• **Input material**:
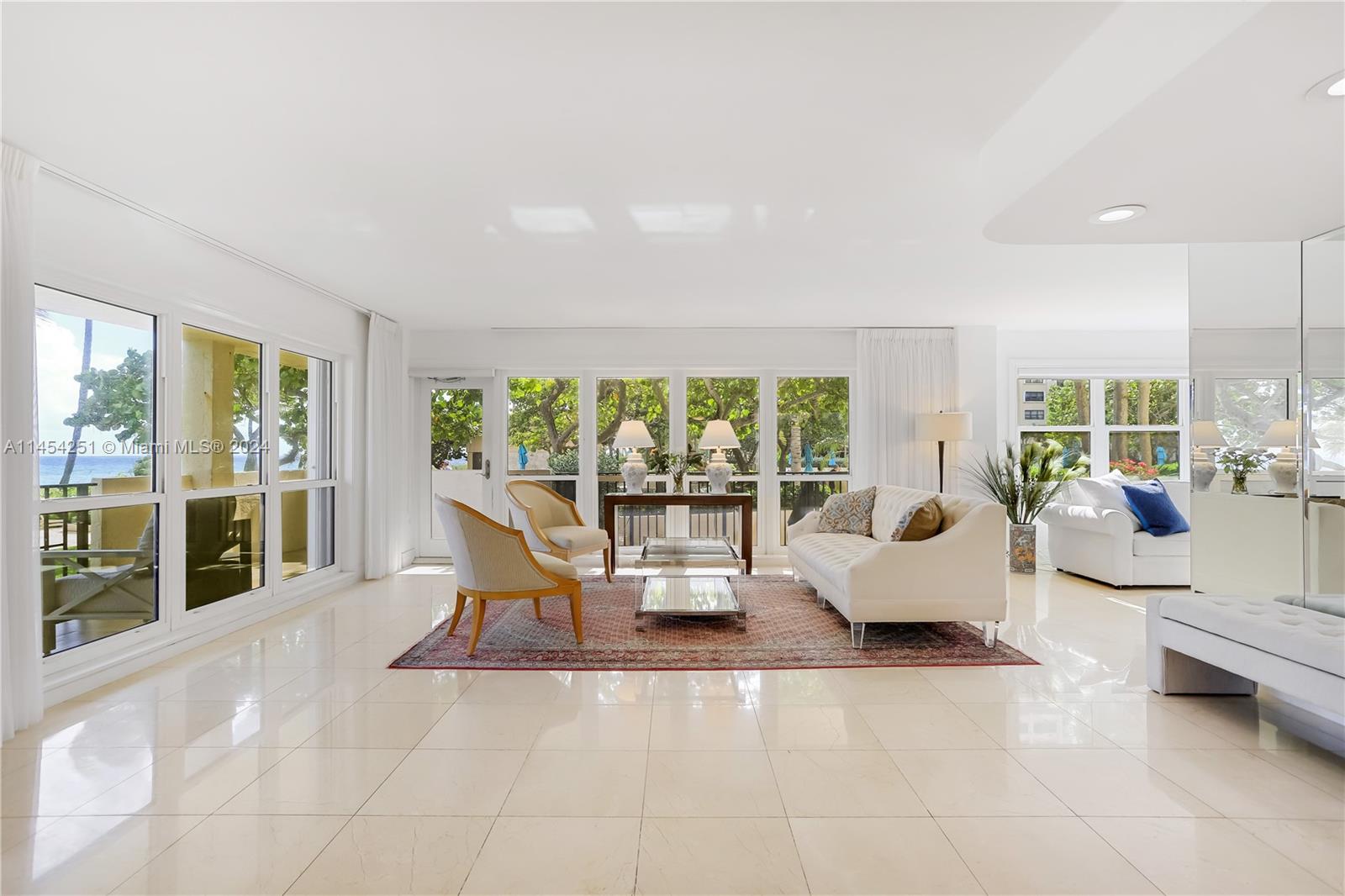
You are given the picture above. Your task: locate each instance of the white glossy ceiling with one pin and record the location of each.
* * *
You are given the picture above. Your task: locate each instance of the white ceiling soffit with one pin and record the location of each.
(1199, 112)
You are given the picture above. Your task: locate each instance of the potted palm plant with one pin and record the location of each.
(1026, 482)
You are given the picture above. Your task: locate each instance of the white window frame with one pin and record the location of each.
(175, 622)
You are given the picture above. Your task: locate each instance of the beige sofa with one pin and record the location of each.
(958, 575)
---
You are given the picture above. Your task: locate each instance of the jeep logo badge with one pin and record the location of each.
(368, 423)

• **Given request**: List every line of the material above that contains the word "ceiling". Case counts.

• **Finished exercise**:
You are given the picture above. Your task: locate each instance of the white glossy ceiling with one pin and record the location of each.
You are given the picture above. Your task: locate each instance of the white ceiling soffit with one pin and record the location of each.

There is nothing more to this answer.